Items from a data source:
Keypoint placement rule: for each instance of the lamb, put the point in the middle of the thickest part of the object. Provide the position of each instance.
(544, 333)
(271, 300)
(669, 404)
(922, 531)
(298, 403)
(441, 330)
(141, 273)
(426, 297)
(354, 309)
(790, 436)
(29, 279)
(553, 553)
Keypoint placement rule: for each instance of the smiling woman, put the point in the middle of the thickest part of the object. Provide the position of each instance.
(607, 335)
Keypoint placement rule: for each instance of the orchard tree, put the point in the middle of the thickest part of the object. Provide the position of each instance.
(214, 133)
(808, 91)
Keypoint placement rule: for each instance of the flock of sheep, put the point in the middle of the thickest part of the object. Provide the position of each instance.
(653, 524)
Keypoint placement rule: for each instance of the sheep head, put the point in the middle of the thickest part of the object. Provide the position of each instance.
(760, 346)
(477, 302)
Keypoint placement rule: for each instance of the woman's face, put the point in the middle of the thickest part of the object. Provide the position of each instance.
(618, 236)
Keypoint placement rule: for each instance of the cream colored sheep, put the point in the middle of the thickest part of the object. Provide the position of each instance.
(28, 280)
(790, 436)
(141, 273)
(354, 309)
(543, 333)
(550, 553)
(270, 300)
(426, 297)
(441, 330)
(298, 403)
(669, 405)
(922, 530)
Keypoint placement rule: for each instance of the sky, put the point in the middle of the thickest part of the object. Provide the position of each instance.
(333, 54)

[Work to complete] After reading the entries, reproduce every one of them exactly.

[Answer below]
Keypoint placement rule: for each instance of the lamb, put the point in the middle of the thickest part of the object. Provide the position of each instance.
(544, 333)
(271, 300)
(669, 404)
(922, 531)
(298, 403)
(441, 330)
(141, 273)
(426, 297)
(354, 309)
(790, 436)
(29, 279)
(553, 553)
Keypoint placement rule: for each instance of the smiling woman, put the point in the middle of the thickest part of the object. Provide the position of each instance.
(607, 335)
Keypoint placement rule: for each instance of the orchard tree, put the point in the middle of the thickest part of the object. Provide the position of each instance.
(214, 133)
(808, 91)
Keypoint placement rule: for each instance of the flock of sheep, put the point in the middle of the thickest part of the object. Provide the position of each instance.
(653, 524)
Keypoint placement rule: for each instance of the sheep head, put the point in the middle of the thickest part of the object. Provide the position of each instance.
(760, 346)
(477, 302)
Keypoint placement rule: for each instance of the woman's face, put the point in the middle of the thickest part of the object. Provide the position of each instance.
(618, 236)
Keypoint placement rule: for each instance of the cream colored sheep, put the point in the middle of the thickest part of the object. Provide the position of each instance.
(28, 280)
(790, 436)
(141, 273)
(354, 309)
(543, 333)
(550, 553)
(270, 300)
(426, 297)
(441, 330)
(298, 403)
(669, 405)
(922, 530)
Keypoint placement rule: for each instance of the sky, put the point in the middle of the thickest part of the object. Provide the position of each instance.
(333, 54)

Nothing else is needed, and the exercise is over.